WRITTEN TASK 1:
From the passage on Yaakov's camps below, output word for word the part that begins with the words containing "He similarly instructed" and ends with "three of them?".

********************

Yaakov became very frightened…so he divided the people with him, and the flocks, cattle and camels, into two camps.
He similarly instructed the second, and the third, and all those who followed the droves…
Comparing these two pesukim, we are puzzled. If Yaakov divided his camp into two parts, why does the second pasuk speak of three and change? If the second pasuk deals not with the main camp, but rather the people who accompanied each flock of the gift-offering to Esav, then why underscore the “second” and “third,” before speaking of an unknown quantity of “all those who followed?” The gift to Esav came in many different installments; why double down on the first three of them?
The Torah instructs us here in the art of the effective apology. A person, says the gemara, who sins against another and wishes to make amends should make three attempts at appeasing the aggrieved party, each time sending a small number of ambassadors of good will. The gemara, in a separate statement, also speaks of securing forgiveness by piling on a great number of his friends to implore the one who was harmed to accept the apology. Yaakov here employs the small-number approach – at least initially.

********************

WRITTEN TASK 2:
Return every line of the records below unchanged.

********************

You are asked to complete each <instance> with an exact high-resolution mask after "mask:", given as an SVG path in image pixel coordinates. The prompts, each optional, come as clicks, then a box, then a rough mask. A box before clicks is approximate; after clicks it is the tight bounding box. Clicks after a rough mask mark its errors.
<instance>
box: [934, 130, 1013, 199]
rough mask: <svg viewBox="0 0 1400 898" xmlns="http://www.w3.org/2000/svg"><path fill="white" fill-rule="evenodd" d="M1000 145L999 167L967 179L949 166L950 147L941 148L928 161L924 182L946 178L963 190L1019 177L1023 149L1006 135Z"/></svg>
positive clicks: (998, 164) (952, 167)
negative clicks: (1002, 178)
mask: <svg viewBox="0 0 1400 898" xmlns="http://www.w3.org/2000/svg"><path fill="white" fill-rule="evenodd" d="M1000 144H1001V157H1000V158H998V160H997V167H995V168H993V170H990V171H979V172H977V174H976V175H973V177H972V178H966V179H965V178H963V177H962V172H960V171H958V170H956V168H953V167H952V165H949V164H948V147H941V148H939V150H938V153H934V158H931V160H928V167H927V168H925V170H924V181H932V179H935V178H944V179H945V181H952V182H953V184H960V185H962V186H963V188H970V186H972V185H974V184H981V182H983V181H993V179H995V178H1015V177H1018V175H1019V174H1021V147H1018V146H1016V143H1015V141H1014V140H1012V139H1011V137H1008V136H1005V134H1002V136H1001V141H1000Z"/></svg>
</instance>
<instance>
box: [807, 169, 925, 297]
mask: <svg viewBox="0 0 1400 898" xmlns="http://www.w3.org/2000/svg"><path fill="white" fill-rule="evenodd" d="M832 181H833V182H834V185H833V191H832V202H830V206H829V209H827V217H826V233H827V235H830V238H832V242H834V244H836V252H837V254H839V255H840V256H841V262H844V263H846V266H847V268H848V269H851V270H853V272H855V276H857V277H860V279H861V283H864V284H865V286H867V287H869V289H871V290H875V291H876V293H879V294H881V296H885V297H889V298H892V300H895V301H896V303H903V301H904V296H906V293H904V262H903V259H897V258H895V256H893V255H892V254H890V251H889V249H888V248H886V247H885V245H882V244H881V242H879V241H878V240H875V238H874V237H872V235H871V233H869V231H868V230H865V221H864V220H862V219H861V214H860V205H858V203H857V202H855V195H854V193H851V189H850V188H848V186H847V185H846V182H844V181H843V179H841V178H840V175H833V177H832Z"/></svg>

********************

ANSWER BOX 1:
He similarly instructed the second, and the third, and all those who followed the droves…
Comparing these two pesukim, we are puzzled. If Yaakov divided his camp into two parts, why does the second pasuk speak of three and change? If the second pasuk deals not with the main camp, but rather the people who accompanied each flock of the gift-offering to Esav, then why underscore the “second” and “third,” before speaking of an unknown quantity of “all those who followed?” The gift to Esav came in many different installments; why double down on the first three of them?

ANSWER BOX 2:
You are asked to complete each <instance> with an exact high-resolution mask after "mask:", given as an SVG path in image pixel coordinates. The prompts, each optional, come as clicks, then a box, then a rough mask. A box before clicks is approximate; after clicks it is the tight bounding box. Clicks after a rough mask mark its errors.
<instance>
box: [934, 130, 1013, 199]
rough mask: <svg viewBox="0 0 1400 898" xmlns="http://www.w3.org/2000/svg"><path fill="white" fill-rule="evenodd" d="M1000 145L999 167L967 179L949 166L950 147L941 148L928 161L924 182L946 178L963 190L1019 177L1023 149L1006 135Z"/></svg>
positive clicks: (998, 164) (952, 167)
negative clicks: (1002, 178)
mask: <svg viewBox="0 0 1400 898" xmlns="http://www.w3.org/2000/svg"><path fill="white" fill-rule="evenodd" d="M1000 144H1001V157H1000V158H998V160H997V167H995V168H993V170H990V171H979V172H977V174H976V175H973V177H972V178H966V179H965V178H963V177H962V172H960V171H958V170H956V168H953V167H952V165H949V164H948V147H941V148H939V150H938V153H934V158H931V160H928V167H927V168H925V170H924V181H932V179H935V178H944V179H945V181H952V182H953V184H960V185H962V186H963V188H970V186H972V185H974V184H981V182H983V181H993V179H995V178H1015V177H1018V175H1019V174H1021V147H1018V146H1016V143H1015V141H1014V140H1012V139H1011V137H1008V136H1005V134H1002V136H1001V141H1000Z"/></svg>
</instance>
<instance>
box: [807, 169, 925, 297]
mask: <svg viewBox="0 0 1400 898" xmlns="http://www.w3.org/2000/svg"><path fill="white" fill-rule="evenodd" d="M832 181H833V182H834V185H833V191H832V202H830V206H829V209H827V217H826V233H827V235H830V238H832V242H834V244H836V252H837V254H839V255H840V256H841V262H844V263H846V266H847V268H848V269H851V270H853V272H855V276H857V277H860V279H861V283H864V284H865V286H867V287H869V289H871V290H875V291H876V293H879V294H881V296H885V297H889V298H892V300H895V301H896V303H903V301H904V296H906V293H904V262H903V259H897V258H895V256H893V255H892V254H890V251H889V249H888V248H886V247H885V245H882V244H881V242H879V241H878V240H875V238H874V237H872V235H871V233H869V231H868V230H865V221H864V220H862V219H861V214H860V205H858V203H857V202H855V195H854V193H851V189H850V188H848V186H847V185H846V182H844V181H843V179H841V178H840V175H833V177H832Z"/></svg>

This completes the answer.